EXERCISE OBJECTIVE » Determine how many lines below contain the word "corner", then write that number by itself.

Collected data:
/---

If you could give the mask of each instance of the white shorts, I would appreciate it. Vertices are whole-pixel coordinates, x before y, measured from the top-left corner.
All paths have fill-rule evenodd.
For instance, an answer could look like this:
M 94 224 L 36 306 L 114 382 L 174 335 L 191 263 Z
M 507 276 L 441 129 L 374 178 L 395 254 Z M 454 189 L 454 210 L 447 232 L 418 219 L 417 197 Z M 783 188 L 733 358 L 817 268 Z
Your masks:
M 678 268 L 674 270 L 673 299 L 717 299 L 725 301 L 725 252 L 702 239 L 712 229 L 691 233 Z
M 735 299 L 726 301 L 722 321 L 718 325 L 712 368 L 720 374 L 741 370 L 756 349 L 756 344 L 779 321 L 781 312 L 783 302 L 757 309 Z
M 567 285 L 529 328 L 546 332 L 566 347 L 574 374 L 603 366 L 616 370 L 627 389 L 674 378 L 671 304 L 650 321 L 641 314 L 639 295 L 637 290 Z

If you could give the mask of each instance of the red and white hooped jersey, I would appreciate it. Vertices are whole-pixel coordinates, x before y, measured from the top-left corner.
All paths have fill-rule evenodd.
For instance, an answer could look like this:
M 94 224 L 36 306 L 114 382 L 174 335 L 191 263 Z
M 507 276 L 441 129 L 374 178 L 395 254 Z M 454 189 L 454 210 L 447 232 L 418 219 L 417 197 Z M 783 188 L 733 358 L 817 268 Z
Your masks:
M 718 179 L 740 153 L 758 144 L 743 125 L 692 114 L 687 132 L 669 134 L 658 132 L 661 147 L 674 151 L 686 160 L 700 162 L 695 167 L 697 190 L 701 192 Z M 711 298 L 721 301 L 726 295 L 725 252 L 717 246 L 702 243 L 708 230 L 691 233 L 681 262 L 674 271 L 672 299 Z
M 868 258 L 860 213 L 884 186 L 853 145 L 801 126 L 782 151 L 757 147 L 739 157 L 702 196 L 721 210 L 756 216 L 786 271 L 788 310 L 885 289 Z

\---

YOUR SOLUTION » 2